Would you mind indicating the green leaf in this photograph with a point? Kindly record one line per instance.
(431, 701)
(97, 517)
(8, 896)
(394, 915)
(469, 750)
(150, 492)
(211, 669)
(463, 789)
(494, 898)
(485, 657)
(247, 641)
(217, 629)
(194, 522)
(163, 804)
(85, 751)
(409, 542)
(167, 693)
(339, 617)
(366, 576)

+ + + +

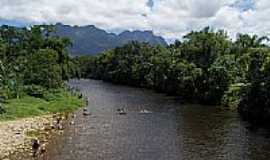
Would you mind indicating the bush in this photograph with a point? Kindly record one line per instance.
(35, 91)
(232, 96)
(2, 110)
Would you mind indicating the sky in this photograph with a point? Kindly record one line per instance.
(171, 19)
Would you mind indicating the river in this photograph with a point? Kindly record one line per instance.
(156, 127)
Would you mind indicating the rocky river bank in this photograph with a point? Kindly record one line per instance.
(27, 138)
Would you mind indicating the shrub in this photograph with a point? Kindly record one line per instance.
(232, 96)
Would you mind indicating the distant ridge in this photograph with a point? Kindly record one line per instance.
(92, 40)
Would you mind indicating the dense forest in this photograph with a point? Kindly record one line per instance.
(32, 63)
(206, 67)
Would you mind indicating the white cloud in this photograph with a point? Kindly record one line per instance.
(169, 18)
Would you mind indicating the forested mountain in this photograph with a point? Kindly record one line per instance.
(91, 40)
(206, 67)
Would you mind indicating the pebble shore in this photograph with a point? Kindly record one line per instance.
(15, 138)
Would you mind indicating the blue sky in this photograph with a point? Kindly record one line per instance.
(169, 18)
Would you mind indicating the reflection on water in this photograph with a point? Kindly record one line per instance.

+ + + +

> **Requirement**:
All lines in the data above from the one with "Would you mind indicating the distant" through the one with "Would you mind indicating the reflection" must be repeated exactly, and no others.

> **Worked solution**:
Would you mind indicating the distant ridge in this photograph with a point? Kindly record one line per instance.
(92, 40)
Would you mind indicating the dense forest in this photograph with a point? Kindly record one line per instance.
(32, 63)
(206, 67)
Would you mind indicating the white cloud in this photograph with a point? Kindly record one line per instance.
(169, 18)
Would you mind indicating the forested mountain in this photograph with a point? Kindly record one line per instance.
(91, 40)
(206, 67)
Would you mind indicating the pebble shore in this photograph with a point? Kindly record one line per instance.
(15, 138)
Would you mind indicating the blue sky in this photograph with a point? Kindly record one line per instance.
(169, 18)
Would you mind indicating the reflection on water in this photograph with a point? Kindly record one line per instance.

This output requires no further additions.